PAGE —
—————

I have received the Segmentation Fault (Segfault) because of the free() function in the following code.
How the free() function can be used in this code without receiving the Segmentation Fault?
#include <iostream>
#include <cstring>
using namespace std;
void driver_01(int* buf1, int buf1_size) {
int* buf2 = (int*)malloc(buf1_size);
//int* buf2 = new int(buf1_size);
memcpy(&buf2, &buf1, buf1_size);
int count = 0;
for (int i = 0; i < buf1_size; i++) {
if (*(buf2 + i) != 0) {
count++;
}
cout << *(buf2 + i) << endl;
}
cout << "Size of buf2: " << count << endl;
free(buf2);
}
int main() {
int buf1[8] = { 2, 6, 12, 15, 22, 30, 40, 50 };
int buf1_size = sizeof(buf1) / sizeof(buf1[0]);
cout << "Size of buf1: " << buf1_size << endl;
driver_01(buf1, buf1_size);
return 0;
}
Output:
Size of buf1: 8
2
6
12
15
22
30
40
50
Size of buf2: 8
Segmentation fault
Your use of malloc()
and memcpy()
are both wrong.

—————

RECORD SET —
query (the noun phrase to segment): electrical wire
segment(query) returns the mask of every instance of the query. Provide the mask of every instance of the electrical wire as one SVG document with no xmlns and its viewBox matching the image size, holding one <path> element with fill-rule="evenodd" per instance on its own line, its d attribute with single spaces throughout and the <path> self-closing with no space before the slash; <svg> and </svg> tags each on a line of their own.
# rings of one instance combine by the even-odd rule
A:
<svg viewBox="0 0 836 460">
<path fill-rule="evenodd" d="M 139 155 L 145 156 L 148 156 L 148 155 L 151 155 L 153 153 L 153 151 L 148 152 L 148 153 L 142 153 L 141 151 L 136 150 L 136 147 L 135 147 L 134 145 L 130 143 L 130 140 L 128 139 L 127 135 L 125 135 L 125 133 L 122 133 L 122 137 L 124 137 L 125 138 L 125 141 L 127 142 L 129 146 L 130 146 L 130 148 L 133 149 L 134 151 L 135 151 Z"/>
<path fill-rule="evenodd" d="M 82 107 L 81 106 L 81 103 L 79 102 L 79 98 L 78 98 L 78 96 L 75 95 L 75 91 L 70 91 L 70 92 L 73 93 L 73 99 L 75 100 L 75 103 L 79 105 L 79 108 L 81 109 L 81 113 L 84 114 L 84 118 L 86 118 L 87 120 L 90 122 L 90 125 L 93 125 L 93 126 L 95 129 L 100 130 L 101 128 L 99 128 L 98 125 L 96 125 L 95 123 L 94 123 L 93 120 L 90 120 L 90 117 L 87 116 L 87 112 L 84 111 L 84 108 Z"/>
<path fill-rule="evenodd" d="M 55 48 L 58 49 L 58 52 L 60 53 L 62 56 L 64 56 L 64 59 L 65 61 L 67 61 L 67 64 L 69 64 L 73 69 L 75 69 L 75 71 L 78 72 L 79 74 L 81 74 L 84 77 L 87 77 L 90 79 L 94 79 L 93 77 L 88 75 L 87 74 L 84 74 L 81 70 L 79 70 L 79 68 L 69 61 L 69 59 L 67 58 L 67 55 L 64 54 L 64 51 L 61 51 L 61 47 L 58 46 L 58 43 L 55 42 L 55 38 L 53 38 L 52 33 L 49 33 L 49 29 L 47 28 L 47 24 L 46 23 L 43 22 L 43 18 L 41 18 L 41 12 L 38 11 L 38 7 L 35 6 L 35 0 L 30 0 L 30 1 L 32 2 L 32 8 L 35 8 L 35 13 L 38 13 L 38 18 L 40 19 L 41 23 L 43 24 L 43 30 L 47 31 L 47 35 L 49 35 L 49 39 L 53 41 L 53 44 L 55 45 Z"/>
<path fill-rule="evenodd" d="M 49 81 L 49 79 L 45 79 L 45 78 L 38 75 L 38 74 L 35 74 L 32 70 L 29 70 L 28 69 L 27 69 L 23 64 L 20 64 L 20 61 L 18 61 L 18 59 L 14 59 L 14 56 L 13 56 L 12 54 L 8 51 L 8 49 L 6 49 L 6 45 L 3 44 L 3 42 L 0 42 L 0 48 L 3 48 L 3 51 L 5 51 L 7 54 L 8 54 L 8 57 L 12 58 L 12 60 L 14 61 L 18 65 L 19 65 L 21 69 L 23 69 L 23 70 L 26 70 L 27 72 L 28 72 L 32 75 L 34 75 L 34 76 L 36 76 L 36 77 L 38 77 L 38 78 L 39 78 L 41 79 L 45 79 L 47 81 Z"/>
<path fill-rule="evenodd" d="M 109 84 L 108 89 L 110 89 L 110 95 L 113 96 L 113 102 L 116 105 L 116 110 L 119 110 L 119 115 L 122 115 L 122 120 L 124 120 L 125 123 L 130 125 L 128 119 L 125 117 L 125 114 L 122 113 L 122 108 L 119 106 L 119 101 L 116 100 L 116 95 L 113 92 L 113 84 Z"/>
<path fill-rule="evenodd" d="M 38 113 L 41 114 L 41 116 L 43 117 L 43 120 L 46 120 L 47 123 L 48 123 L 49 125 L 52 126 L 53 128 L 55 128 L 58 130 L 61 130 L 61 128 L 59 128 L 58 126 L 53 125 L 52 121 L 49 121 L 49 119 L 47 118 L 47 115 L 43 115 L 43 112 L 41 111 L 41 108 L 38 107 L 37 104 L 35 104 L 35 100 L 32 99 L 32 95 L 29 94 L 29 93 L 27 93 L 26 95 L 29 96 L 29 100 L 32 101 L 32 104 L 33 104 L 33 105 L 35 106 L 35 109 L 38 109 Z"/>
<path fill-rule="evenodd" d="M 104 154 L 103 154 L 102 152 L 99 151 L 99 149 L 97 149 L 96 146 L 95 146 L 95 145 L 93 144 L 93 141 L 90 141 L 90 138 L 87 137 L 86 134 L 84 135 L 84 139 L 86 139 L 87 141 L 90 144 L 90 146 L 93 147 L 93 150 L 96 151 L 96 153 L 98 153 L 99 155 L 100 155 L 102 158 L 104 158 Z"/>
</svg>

—————

PROBLEM DESCRIPTION — Reproduce, word for word, the passage of the segmentation fault question above, from "I have received" up to and including "the Segmentation Fault?".

EXERCISE RESULT —
I have received the Segmentation Fault (Segfault) because of the free() function in the following code.
How the free() function can be used in this code without receiving the Segmentation Fault?